## Given data
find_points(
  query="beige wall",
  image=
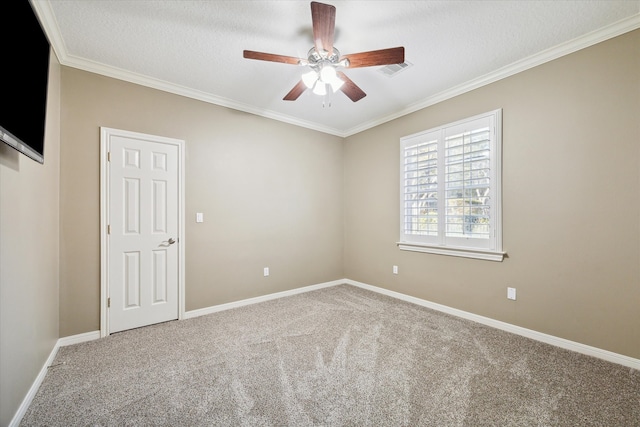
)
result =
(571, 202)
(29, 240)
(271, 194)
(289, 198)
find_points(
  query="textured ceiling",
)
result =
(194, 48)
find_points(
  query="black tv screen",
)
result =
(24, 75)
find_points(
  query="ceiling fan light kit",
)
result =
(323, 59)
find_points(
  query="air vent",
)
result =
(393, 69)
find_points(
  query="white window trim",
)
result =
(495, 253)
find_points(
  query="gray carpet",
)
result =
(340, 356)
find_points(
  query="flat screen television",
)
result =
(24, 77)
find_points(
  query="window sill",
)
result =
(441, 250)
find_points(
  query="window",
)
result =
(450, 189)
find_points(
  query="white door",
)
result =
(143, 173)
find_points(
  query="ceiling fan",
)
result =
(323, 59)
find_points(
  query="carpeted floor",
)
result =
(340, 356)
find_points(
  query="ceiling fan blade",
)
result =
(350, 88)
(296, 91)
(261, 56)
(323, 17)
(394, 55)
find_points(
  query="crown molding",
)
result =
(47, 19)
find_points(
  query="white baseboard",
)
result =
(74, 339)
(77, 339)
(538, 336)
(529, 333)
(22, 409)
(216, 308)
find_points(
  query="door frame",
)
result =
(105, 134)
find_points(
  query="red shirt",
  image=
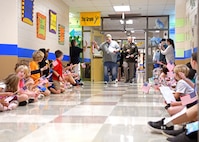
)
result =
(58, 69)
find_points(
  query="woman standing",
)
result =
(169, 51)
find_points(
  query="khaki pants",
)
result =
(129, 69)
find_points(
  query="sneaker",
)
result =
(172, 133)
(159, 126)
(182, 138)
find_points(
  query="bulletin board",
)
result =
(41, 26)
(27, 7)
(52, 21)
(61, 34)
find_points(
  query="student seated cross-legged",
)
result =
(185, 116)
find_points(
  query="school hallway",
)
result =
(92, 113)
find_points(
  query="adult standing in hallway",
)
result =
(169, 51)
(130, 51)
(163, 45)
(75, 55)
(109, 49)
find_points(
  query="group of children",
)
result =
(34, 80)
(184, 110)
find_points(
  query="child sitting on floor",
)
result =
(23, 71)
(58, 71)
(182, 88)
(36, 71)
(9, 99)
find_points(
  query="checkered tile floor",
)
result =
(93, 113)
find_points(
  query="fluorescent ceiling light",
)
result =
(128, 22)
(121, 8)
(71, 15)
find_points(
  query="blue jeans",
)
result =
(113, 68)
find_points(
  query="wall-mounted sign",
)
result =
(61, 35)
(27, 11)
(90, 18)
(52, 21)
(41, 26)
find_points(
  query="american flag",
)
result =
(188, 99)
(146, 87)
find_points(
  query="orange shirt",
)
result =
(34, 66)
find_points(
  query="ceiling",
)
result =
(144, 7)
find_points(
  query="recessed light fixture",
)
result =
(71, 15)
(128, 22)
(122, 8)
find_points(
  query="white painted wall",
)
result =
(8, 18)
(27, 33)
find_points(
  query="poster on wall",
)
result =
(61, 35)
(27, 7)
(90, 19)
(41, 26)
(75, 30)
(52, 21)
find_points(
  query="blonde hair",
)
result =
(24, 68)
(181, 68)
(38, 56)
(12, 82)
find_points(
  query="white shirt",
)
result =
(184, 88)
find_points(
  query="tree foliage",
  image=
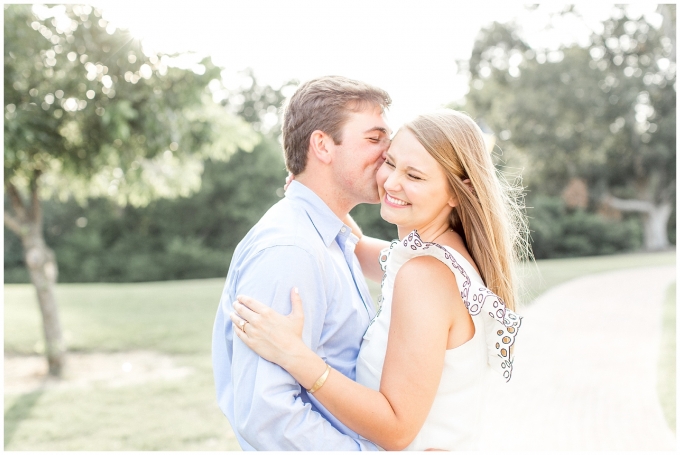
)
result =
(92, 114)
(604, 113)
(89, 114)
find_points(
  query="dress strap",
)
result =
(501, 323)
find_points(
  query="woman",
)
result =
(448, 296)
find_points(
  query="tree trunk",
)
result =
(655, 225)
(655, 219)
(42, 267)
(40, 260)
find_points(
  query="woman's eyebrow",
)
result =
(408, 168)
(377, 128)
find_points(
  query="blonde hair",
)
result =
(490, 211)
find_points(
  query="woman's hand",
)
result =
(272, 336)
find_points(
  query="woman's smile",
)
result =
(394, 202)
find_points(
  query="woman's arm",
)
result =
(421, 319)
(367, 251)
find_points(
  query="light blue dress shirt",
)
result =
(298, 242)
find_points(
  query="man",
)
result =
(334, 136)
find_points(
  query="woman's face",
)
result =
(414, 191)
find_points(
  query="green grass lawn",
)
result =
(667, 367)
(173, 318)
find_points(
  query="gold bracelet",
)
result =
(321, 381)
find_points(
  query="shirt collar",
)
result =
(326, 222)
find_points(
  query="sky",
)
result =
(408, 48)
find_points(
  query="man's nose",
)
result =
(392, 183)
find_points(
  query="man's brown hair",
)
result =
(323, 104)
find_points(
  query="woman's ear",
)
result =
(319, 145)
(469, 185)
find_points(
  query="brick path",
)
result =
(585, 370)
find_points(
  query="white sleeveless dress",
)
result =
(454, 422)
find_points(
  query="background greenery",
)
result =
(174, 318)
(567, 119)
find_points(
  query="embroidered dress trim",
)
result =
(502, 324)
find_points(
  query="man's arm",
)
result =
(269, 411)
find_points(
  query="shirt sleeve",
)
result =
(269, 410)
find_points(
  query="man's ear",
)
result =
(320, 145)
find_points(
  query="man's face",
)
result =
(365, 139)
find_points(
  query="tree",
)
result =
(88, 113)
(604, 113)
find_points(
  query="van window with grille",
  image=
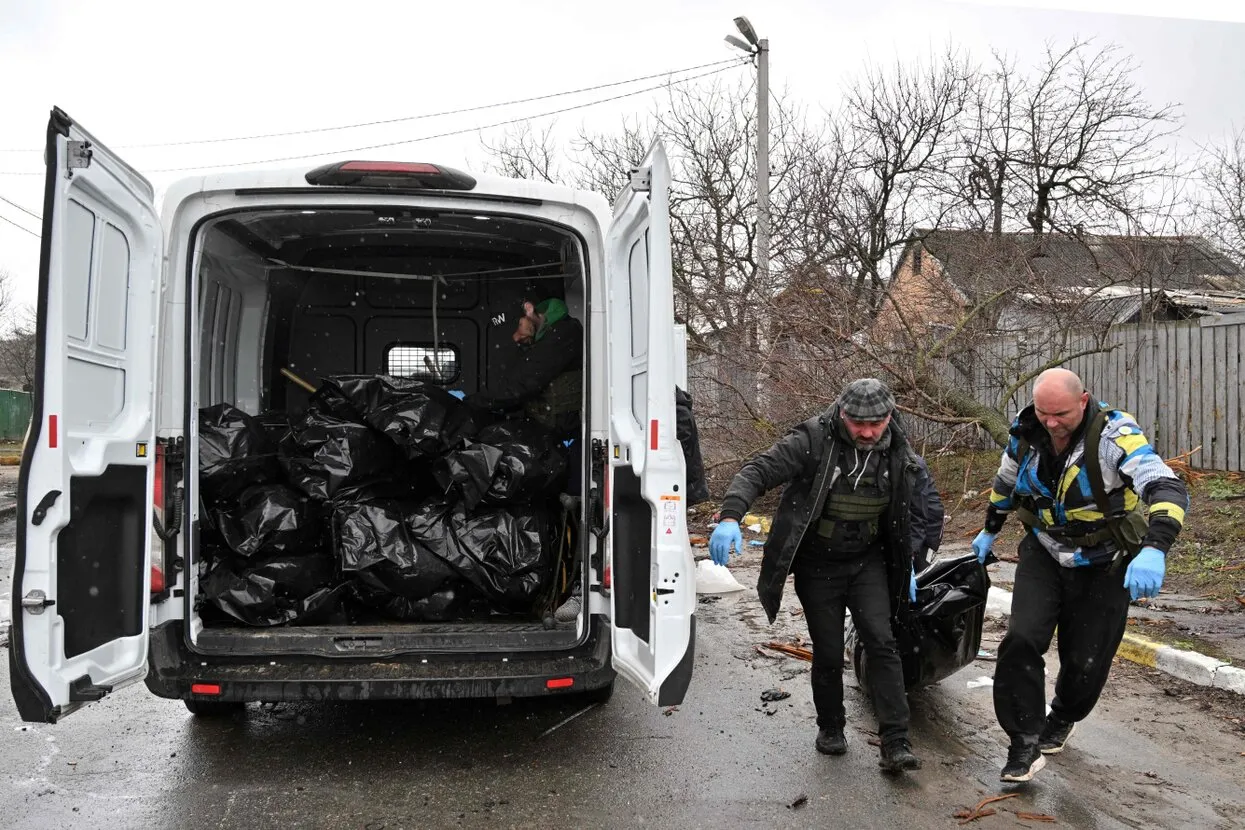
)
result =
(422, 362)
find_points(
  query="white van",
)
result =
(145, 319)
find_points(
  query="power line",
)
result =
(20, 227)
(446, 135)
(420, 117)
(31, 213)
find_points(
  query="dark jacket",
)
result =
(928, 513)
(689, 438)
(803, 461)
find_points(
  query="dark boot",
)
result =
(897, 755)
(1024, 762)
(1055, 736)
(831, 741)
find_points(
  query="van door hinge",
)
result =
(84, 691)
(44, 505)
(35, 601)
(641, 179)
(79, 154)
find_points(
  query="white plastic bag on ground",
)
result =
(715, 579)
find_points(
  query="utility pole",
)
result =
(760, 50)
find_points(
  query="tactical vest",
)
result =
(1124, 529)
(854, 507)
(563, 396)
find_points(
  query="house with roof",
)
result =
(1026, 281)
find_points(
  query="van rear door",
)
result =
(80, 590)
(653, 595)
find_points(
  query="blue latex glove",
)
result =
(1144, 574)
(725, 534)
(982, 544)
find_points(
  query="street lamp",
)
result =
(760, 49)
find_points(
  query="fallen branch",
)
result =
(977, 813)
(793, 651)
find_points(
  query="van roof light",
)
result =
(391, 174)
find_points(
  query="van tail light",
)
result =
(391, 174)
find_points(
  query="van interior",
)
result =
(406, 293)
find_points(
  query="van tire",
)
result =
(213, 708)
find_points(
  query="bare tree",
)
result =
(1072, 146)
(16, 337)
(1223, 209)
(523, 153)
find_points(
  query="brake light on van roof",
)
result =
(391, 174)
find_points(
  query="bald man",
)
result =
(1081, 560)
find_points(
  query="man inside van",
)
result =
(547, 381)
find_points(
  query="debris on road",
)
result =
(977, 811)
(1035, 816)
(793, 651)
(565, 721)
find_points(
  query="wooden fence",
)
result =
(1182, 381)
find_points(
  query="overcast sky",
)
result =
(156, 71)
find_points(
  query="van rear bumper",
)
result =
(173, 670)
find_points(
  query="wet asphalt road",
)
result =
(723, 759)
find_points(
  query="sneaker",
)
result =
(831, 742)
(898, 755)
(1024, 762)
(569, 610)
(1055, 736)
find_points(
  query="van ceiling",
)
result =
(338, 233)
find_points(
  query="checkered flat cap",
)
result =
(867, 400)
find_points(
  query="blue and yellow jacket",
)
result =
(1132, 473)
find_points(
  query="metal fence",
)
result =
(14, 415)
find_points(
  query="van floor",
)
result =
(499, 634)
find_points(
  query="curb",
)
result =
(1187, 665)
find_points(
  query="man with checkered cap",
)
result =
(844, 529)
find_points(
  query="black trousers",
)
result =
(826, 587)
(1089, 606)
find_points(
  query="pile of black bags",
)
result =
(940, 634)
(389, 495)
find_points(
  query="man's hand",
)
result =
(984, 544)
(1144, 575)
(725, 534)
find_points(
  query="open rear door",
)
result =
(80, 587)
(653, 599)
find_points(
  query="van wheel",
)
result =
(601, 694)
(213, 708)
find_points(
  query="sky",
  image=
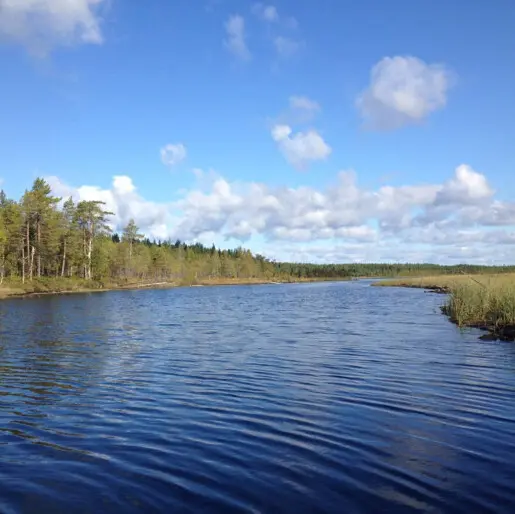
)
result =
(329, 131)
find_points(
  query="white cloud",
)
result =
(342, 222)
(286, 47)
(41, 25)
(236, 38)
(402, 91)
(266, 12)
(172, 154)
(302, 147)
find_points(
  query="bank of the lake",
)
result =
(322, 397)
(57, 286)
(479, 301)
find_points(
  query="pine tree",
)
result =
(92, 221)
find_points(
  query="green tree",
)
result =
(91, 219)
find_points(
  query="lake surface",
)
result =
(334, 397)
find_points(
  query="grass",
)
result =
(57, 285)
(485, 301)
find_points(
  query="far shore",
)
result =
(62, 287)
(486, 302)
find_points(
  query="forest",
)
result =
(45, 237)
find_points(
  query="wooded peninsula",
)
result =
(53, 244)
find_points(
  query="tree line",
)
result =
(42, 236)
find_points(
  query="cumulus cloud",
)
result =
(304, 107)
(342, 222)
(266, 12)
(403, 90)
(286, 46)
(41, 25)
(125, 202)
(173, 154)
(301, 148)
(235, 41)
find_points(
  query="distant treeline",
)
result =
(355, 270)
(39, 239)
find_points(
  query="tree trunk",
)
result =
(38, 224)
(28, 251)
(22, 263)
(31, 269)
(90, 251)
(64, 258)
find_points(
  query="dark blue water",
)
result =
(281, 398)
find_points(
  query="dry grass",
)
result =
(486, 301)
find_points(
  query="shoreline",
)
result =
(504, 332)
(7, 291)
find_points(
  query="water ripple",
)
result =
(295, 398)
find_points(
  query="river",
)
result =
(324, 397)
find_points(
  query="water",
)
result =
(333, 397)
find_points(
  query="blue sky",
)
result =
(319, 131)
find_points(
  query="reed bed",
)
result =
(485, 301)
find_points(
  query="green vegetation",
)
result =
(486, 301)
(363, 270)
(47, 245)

## Your instructions
Determine, please, how many lines hold "roof" in the records, and give that number by itself.

## Solution to the problem
3